> Task inputs:
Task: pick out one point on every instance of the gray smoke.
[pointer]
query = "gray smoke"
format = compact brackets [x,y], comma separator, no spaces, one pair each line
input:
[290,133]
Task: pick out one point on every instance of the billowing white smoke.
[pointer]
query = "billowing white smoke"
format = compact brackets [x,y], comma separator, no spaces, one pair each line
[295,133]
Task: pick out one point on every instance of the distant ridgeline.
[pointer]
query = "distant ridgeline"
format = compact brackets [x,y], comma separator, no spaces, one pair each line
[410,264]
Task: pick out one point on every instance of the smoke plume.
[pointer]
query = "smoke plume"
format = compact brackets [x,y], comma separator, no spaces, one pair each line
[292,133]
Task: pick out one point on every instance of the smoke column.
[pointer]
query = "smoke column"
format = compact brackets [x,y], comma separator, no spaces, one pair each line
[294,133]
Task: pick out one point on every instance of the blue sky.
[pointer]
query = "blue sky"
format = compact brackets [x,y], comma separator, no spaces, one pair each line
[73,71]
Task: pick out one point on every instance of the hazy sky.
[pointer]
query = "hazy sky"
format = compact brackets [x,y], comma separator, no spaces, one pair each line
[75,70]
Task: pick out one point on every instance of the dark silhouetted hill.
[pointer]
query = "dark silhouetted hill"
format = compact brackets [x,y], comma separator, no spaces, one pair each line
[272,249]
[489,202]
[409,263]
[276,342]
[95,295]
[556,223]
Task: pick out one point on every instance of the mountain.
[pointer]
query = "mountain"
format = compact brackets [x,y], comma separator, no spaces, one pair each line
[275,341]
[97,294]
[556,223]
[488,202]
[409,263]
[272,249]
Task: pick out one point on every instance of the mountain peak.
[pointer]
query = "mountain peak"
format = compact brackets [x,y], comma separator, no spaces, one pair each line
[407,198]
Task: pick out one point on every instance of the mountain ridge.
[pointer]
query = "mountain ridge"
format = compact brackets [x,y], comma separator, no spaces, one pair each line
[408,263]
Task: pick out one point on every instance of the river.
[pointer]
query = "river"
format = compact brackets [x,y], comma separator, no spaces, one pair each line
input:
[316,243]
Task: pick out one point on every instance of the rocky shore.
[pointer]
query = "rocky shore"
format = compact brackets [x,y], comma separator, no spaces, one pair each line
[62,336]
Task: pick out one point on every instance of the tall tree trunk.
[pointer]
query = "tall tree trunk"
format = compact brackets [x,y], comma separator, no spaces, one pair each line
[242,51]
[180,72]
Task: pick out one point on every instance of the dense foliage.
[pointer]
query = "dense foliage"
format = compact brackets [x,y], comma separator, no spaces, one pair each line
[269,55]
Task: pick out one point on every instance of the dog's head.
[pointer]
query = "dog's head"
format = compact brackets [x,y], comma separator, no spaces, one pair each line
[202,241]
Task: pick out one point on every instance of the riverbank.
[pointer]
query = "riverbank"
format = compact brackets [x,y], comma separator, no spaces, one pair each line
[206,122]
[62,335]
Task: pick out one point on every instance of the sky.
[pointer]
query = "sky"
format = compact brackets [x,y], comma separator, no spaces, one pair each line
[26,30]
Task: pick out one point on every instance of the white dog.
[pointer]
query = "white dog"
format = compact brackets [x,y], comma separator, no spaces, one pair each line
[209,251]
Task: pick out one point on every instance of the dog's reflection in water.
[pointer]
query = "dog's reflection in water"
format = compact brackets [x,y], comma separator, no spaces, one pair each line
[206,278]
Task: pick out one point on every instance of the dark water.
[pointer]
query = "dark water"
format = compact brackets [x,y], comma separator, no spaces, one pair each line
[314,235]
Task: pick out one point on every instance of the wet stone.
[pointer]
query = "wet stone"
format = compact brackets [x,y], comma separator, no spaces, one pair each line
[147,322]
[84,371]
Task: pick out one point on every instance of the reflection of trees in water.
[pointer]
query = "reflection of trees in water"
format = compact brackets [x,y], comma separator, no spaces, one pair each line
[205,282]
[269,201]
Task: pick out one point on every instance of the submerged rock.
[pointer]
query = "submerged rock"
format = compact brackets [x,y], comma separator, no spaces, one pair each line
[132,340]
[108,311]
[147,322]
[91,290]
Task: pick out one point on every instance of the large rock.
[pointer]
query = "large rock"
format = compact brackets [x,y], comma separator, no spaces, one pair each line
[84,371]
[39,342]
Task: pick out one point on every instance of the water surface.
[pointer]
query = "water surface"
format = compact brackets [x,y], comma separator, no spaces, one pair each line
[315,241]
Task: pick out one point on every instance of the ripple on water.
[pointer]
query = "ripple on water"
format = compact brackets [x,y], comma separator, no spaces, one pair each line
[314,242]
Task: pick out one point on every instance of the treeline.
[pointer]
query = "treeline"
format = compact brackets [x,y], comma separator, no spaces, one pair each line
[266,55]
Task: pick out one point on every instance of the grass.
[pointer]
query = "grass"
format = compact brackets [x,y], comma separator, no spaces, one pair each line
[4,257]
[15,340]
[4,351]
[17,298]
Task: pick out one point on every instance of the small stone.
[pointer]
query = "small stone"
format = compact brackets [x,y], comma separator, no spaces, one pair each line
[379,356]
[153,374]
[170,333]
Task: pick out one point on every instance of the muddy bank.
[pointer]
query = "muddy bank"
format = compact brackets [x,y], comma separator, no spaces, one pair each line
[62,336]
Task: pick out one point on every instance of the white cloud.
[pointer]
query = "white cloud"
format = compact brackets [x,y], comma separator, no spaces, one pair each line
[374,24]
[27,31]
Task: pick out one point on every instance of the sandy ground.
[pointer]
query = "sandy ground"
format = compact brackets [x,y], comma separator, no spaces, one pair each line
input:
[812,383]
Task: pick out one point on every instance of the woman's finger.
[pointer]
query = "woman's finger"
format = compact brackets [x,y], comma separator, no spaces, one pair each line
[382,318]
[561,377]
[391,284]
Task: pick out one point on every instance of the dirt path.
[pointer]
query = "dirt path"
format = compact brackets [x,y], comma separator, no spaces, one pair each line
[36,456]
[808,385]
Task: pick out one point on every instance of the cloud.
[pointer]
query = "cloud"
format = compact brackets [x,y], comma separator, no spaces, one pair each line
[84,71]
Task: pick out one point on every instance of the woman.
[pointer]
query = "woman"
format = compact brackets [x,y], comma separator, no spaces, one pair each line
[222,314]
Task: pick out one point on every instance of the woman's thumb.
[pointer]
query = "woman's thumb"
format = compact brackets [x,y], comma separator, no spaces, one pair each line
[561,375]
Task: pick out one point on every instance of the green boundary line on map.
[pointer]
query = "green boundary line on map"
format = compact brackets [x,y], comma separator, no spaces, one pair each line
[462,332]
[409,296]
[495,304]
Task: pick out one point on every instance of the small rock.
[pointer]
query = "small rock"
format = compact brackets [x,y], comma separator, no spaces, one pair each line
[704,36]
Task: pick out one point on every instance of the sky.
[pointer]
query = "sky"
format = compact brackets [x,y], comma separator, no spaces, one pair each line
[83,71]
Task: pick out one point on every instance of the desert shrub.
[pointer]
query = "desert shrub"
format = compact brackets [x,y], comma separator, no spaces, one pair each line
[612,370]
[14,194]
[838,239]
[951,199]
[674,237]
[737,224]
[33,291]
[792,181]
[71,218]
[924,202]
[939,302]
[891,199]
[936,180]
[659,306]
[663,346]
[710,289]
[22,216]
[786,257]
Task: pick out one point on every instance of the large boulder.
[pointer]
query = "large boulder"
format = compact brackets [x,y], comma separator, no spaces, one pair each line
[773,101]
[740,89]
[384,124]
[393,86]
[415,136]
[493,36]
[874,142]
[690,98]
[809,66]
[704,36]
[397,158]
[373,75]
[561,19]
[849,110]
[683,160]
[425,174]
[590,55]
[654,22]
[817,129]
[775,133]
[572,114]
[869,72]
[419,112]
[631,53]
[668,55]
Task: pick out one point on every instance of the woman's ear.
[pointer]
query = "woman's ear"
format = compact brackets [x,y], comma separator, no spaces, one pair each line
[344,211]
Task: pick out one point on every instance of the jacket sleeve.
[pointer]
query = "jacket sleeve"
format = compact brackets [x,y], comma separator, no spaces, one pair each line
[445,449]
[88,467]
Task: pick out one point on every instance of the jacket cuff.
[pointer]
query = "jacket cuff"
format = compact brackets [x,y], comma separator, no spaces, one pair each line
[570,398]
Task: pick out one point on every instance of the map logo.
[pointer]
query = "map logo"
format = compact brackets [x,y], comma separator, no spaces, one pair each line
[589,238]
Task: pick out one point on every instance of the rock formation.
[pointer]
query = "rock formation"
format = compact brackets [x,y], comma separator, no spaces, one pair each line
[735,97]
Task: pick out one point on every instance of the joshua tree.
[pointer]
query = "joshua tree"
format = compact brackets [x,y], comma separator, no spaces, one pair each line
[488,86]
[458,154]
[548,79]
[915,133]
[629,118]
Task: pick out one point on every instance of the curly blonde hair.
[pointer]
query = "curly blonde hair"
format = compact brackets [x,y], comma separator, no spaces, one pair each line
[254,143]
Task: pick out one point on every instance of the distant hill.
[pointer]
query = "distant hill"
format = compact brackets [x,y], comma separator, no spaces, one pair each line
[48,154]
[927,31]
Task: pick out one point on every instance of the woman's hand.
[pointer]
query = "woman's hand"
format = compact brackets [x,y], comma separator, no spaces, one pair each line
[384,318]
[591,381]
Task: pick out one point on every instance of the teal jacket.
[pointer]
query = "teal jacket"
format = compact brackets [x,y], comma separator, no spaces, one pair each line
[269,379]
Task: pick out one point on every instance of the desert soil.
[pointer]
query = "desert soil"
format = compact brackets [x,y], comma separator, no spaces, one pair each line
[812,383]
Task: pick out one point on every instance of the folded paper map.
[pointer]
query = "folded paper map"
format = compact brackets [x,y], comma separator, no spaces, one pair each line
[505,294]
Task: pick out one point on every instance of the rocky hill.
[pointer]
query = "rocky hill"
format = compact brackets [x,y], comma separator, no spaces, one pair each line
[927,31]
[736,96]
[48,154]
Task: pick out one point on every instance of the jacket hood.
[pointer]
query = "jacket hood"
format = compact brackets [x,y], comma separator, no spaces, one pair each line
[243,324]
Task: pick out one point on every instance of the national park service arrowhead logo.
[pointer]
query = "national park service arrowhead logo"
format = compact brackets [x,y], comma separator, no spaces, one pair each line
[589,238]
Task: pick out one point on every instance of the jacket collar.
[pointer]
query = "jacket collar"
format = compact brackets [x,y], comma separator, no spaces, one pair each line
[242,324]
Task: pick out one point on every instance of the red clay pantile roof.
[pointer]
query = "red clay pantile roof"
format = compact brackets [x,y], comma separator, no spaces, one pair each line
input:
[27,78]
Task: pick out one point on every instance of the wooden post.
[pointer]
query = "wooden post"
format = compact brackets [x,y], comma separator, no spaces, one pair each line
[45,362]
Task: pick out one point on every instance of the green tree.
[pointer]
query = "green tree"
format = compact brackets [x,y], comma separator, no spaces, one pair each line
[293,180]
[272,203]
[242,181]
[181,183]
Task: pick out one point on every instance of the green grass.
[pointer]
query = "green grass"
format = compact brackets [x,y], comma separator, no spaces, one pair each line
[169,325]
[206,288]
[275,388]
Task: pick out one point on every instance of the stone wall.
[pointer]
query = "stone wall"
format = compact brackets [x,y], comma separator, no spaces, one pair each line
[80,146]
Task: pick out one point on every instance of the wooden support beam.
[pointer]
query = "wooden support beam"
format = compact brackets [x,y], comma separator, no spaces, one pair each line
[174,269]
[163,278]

> Task requirements: Check each line of the data above for the word "muddy" and say how many lines have it. Give the number alone.

> Response area: 2